* [Task directions]
Copy out every line of the listing in which "with" appears.

* [Data to process]
────────
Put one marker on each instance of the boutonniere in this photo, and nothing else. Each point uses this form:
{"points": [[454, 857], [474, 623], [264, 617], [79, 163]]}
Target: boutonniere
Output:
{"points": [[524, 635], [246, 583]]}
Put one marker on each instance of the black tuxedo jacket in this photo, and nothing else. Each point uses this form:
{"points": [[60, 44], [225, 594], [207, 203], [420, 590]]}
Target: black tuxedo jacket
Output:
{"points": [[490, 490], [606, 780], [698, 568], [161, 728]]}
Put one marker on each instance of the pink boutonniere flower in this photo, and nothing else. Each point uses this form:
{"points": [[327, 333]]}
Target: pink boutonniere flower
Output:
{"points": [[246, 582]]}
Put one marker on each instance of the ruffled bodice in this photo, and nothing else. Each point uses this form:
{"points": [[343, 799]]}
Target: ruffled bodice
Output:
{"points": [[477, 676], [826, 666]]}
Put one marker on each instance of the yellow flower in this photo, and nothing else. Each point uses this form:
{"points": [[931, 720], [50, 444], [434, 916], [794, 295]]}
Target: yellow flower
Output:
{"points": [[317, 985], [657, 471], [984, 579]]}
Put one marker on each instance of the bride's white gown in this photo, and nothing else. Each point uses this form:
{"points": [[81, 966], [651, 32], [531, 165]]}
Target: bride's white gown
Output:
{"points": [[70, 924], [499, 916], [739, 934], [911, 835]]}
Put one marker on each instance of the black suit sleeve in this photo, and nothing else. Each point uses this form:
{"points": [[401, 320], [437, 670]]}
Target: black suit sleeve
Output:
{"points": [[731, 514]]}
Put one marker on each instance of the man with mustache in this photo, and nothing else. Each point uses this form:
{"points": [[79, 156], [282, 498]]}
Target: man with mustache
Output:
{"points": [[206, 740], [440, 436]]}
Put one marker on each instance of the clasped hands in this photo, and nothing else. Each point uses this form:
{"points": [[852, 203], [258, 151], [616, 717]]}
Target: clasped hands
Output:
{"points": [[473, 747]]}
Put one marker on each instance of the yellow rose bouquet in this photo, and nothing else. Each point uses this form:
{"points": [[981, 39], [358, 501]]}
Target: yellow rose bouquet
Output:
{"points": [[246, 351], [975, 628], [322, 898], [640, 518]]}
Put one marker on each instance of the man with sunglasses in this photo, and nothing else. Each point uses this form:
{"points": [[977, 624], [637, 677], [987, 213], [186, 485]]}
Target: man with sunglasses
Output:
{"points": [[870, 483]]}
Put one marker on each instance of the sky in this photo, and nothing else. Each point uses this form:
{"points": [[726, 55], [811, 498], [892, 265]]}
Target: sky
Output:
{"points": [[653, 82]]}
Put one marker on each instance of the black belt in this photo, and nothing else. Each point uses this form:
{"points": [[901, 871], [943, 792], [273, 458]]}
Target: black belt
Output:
────────
* [Solution to this task]
Put one marker on each instance of the man with mustache in this photo, and nothing else. Each point uses this form:
Target: man with mustache
Put one marker on each instance of the man with sunglasses in this photo, and nothing else. Each point uses this form:
Target: man with sunglasses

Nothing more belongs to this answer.